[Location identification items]
──────────────────────────────

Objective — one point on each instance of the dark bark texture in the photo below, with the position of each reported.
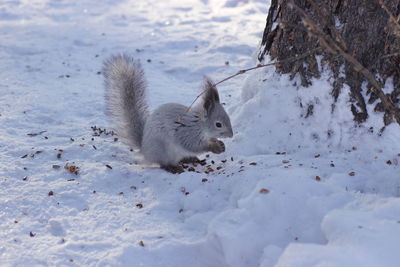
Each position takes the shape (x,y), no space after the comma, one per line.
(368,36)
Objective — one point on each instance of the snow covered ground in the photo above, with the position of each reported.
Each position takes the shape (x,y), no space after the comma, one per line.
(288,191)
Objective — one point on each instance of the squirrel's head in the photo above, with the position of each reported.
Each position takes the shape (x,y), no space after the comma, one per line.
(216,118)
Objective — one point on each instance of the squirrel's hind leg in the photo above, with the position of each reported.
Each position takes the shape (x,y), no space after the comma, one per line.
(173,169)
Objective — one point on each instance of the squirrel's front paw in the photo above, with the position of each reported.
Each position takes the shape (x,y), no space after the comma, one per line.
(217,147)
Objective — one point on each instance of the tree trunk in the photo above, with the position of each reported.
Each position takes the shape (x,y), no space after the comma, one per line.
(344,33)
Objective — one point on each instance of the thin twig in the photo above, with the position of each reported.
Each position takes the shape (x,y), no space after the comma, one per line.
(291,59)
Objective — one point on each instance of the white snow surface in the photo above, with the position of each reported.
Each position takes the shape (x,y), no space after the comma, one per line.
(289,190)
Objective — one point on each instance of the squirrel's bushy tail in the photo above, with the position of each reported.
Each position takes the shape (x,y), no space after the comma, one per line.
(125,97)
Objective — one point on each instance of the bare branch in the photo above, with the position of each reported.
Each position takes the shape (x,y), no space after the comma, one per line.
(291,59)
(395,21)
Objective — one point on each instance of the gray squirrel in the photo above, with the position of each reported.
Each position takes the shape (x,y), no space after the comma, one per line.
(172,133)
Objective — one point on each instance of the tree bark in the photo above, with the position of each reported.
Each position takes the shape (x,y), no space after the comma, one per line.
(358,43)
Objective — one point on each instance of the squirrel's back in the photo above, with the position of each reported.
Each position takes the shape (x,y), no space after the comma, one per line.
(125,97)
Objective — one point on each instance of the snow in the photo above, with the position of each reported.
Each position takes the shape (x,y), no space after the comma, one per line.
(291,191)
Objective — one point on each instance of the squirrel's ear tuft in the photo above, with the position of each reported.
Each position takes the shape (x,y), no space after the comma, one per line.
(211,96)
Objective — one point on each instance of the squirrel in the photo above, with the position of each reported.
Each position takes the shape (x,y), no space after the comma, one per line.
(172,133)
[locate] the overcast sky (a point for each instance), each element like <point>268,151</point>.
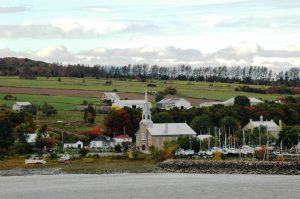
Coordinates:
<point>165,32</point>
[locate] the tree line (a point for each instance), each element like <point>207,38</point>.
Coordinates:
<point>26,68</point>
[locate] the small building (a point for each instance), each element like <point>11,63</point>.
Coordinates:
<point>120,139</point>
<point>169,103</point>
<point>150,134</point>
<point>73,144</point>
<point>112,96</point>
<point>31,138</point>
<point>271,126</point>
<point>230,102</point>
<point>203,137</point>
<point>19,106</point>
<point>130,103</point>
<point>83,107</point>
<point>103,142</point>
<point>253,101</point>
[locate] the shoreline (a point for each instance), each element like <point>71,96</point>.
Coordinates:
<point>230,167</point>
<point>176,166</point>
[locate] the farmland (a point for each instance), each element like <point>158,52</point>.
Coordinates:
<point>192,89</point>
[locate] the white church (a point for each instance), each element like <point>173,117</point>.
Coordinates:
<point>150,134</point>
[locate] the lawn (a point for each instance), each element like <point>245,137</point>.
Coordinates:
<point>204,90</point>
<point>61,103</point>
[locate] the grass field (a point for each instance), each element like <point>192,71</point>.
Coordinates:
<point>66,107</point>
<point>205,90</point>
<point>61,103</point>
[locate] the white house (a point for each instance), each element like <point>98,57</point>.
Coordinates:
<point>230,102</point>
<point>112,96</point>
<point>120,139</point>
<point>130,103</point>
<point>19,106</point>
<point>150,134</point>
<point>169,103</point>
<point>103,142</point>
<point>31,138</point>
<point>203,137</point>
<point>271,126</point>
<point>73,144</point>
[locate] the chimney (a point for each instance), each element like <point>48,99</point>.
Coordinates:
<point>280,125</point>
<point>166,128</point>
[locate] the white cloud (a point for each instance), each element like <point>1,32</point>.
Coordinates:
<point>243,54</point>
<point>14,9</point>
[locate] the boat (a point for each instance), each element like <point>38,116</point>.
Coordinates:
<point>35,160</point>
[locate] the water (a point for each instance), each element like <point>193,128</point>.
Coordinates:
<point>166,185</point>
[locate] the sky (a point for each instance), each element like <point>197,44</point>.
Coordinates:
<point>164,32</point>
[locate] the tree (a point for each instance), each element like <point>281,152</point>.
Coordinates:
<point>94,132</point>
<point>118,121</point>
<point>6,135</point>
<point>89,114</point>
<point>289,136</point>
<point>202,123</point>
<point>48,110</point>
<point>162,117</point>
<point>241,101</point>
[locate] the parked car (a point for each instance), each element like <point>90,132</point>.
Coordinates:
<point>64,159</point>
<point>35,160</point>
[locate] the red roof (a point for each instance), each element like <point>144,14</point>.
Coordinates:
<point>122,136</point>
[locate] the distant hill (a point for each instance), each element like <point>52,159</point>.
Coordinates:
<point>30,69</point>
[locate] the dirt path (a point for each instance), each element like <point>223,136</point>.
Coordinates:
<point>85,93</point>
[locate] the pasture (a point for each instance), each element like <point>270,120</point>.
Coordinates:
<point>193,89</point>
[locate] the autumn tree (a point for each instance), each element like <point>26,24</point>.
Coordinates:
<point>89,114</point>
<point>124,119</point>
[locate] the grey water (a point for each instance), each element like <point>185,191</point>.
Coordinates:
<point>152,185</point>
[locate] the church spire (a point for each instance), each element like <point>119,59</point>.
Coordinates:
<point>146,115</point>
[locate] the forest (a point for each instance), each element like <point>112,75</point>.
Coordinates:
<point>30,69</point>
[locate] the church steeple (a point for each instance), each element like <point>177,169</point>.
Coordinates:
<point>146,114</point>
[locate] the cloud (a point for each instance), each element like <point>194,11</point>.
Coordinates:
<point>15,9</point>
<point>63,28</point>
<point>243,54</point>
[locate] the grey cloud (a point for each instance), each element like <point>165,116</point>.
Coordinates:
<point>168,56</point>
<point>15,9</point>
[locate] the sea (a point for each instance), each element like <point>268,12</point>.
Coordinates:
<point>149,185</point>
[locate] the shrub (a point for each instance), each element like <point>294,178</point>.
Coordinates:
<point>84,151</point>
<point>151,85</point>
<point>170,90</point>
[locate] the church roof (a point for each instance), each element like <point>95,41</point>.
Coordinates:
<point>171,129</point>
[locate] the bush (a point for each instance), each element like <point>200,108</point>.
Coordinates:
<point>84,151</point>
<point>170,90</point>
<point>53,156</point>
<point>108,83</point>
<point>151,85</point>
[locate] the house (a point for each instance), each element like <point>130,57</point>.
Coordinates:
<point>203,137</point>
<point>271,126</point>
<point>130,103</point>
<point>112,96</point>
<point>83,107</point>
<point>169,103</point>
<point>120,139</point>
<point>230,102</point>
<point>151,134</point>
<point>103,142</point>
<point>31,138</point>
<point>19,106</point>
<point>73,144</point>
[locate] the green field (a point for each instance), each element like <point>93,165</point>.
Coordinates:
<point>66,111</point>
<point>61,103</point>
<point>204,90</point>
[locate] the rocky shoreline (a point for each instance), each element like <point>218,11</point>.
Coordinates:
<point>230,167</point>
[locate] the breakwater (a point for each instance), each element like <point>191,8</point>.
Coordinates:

──────────────────────────────

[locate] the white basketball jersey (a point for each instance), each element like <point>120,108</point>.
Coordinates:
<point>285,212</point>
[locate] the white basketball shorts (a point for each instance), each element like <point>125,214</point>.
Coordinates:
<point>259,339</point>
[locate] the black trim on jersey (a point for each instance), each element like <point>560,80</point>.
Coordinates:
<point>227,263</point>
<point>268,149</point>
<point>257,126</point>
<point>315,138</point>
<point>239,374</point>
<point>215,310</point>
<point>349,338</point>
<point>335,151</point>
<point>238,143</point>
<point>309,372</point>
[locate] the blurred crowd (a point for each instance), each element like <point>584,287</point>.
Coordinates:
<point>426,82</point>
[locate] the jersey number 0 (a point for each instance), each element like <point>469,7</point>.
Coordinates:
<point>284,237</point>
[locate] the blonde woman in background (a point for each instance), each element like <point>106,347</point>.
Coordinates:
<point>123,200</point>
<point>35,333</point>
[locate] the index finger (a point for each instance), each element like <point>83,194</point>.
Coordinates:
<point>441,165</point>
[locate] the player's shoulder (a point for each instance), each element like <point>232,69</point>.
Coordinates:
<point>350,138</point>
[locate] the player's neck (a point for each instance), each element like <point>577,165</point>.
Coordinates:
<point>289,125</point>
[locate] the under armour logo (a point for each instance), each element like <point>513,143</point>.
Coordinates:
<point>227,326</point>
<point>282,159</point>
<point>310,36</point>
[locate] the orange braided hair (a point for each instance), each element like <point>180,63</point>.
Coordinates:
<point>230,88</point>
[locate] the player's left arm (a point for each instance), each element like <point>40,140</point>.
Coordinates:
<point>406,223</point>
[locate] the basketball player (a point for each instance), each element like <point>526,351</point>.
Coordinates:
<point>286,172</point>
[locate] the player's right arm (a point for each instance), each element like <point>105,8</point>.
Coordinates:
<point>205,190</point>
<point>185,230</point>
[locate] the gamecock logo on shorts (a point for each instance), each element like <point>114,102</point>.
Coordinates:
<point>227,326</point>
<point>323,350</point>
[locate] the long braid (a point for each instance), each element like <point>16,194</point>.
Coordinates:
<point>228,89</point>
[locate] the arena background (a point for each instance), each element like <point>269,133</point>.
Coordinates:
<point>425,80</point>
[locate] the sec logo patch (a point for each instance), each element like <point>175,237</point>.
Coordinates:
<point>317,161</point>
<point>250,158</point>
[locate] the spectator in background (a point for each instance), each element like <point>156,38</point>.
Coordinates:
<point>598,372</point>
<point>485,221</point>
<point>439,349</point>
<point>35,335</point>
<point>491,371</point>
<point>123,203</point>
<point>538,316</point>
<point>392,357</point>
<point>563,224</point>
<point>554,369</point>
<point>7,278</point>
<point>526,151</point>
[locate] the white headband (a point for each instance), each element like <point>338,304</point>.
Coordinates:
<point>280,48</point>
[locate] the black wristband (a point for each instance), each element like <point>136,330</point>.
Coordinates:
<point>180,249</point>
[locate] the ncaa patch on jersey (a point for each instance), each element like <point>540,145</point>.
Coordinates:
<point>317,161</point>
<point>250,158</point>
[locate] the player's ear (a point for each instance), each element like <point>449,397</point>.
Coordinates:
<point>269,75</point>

──────────────────────────────

→ **Problem statement**:
Render the part of the entries that opens with the line containing "[locate] the white headband" and closes with the line containing "<point>180,249</point>" as a numbered list, including both of those lines and leaving out any blank lines.

→ **Solution**:
1. [locate] the white headband (a point for each instance), each element like <point>338,304</point>.
2. Coordinates:
3. <point>280,48</point>
4. [locate] the black wristband (a point for each instance), each element like <point>136,330</point>.
5. Coordinates:
6. <point>180,249</point>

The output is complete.